• _EXERCISE REQUIREMENTS_
Starting from the line containing "Target: second stuffed tomato", write out the rest of the entries exactly, through the final line, including nothing else.

• _STORED ROWS_
+ + + + +

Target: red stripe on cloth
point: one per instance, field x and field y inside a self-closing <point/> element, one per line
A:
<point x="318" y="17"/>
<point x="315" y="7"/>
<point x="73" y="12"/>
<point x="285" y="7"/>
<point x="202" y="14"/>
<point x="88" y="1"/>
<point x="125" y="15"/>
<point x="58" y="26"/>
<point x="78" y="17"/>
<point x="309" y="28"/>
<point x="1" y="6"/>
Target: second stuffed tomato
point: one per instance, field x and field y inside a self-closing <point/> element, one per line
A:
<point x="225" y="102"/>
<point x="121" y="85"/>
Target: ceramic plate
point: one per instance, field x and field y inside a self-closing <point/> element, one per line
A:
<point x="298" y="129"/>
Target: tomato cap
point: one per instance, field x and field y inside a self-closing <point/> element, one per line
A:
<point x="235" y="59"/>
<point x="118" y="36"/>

+ + + + +

• _PROBLEM SOLUTION_
Target: second stuffed tomato
point: one per instance, field x and field y inside a self-closing <point/> element, one per line
A:
<point x="225" y="102"/>
<point x="121" y="85"/>
Target: ceramic plate
point: one per instance, field x and field y inside a self-closing <point/> element, one per line
A:
<point x="298" y="129"/>
Target: tomato cap
point: one per instance, field x and field y inside a self-closing <point/> element, one per line
A:
<point x="235" y="59"/>
<point x="118" y="36"/>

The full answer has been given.